EXERCISE DETAILS – As the answer, set down the lines below from the one containing "Tag one point on each instance of the straw" through the one containing "Tag one point on each instance of the steering", exactly and inclusively, and no others.

Photo-based referring expression data
"""

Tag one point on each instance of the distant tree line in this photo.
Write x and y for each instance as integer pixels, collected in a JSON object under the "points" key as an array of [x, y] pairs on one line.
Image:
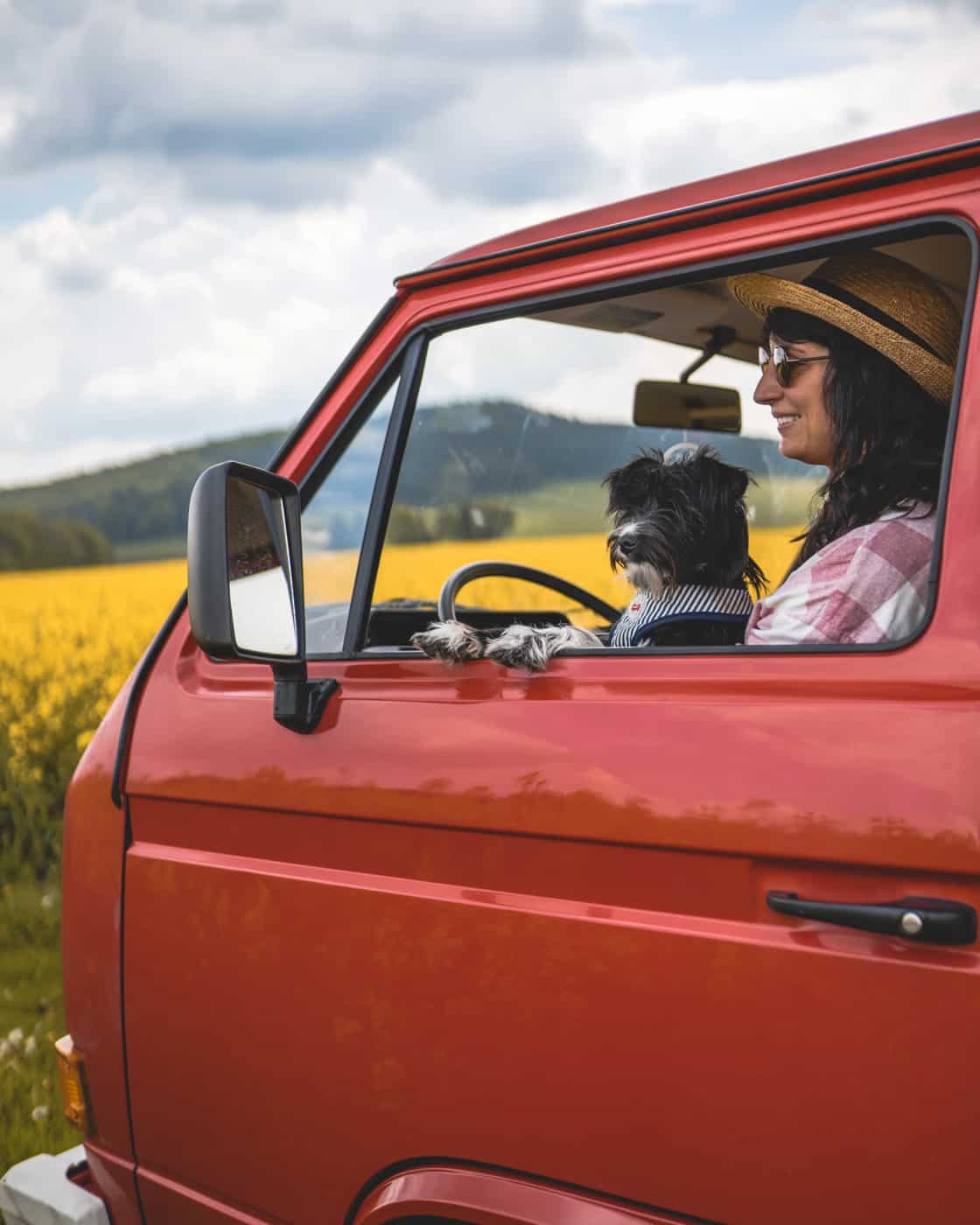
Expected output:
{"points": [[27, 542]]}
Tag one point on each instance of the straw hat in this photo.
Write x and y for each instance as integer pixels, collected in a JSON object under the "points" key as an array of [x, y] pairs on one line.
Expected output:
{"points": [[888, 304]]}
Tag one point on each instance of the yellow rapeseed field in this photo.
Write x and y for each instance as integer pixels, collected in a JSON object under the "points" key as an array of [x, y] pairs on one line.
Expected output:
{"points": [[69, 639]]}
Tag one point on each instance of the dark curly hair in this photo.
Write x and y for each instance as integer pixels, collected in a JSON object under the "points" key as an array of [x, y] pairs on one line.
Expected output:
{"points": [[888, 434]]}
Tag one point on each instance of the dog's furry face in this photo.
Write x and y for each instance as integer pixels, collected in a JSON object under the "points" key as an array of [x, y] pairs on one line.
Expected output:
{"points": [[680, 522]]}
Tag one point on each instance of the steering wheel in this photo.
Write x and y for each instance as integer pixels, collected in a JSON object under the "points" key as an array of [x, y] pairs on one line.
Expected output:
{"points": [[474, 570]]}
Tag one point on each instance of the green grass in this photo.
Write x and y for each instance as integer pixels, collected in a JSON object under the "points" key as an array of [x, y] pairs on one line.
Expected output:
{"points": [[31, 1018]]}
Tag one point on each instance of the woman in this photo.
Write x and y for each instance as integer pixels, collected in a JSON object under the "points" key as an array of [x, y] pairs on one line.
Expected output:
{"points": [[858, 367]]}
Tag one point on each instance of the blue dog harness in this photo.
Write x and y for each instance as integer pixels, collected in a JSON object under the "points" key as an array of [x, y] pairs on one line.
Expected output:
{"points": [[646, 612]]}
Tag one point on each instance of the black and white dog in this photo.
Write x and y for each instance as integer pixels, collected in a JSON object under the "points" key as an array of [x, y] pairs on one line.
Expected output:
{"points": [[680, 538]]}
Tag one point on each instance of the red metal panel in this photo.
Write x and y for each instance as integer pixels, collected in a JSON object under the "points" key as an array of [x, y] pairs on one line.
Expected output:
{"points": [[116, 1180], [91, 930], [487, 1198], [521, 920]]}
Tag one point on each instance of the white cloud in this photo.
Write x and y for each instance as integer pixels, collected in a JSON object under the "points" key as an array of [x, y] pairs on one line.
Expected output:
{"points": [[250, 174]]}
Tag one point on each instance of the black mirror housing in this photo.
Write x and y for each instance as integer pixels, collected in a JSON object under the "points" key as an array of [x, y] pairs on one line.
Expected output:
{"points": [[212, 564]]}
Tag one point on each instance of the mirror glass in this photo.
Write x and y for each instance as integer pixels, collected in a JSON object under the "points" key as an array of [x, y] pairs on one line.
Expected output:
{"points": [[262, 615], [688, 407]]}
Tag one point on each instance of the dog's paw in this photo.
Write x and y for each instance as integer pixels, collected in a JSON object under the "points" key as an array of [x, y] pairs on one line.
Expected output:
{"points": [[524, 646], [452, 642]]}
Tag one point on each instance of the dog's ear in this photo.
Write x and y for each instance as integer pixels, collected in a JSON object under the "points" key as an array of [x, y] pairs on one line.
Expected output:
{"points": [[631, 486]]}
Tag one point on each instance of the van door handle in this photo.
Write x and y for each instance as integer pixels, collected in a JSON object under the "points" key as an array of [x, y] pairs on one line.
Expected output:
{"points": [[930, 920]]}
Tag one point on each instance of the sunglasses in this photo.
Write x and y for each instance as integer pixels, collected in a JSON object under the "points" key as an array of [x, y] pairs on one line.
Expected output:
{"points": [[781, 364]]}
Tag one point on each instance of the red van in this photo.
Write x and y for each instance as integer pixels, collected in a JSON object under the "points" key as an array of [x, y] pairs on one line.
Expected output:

"""

EXERCISE RESPONSE –
Tag one point on each instance of the straw hat in this photo.
Write x and y for each instance as integer pixels, collected in a JSON object under the "points" key as an array of [x, y] pairs on one line.
Expected output:
{"points": [[888, 304]]}
Tag one point on each instance of the yellow rapeseed field in this photo.
Write x and y for each instance as integer pixels, collected in a JSON object under the "points" key as an array of [x, y] pairs on one line.
Expected output:
{"points": [[69, 639]]}
Tag one point on each instance of the dark curly hair in this photo.
Write x and y for each instance as integer pixels, collected in a JSON object under the "points" key as an array of [x, y] pairs on one line.
Expected output:
{"points": [[888, 434]]}
Tag one point on each instance of the dog's furry face in this photo.
Write x and y for each instance as integer pixels, collected in a JSON object under the "points" key as an array of [x, y] pairs on one line.
Expected output:
{"points": [[680, 522]]}
Tag one point on each instance of the steering wheel in this photo.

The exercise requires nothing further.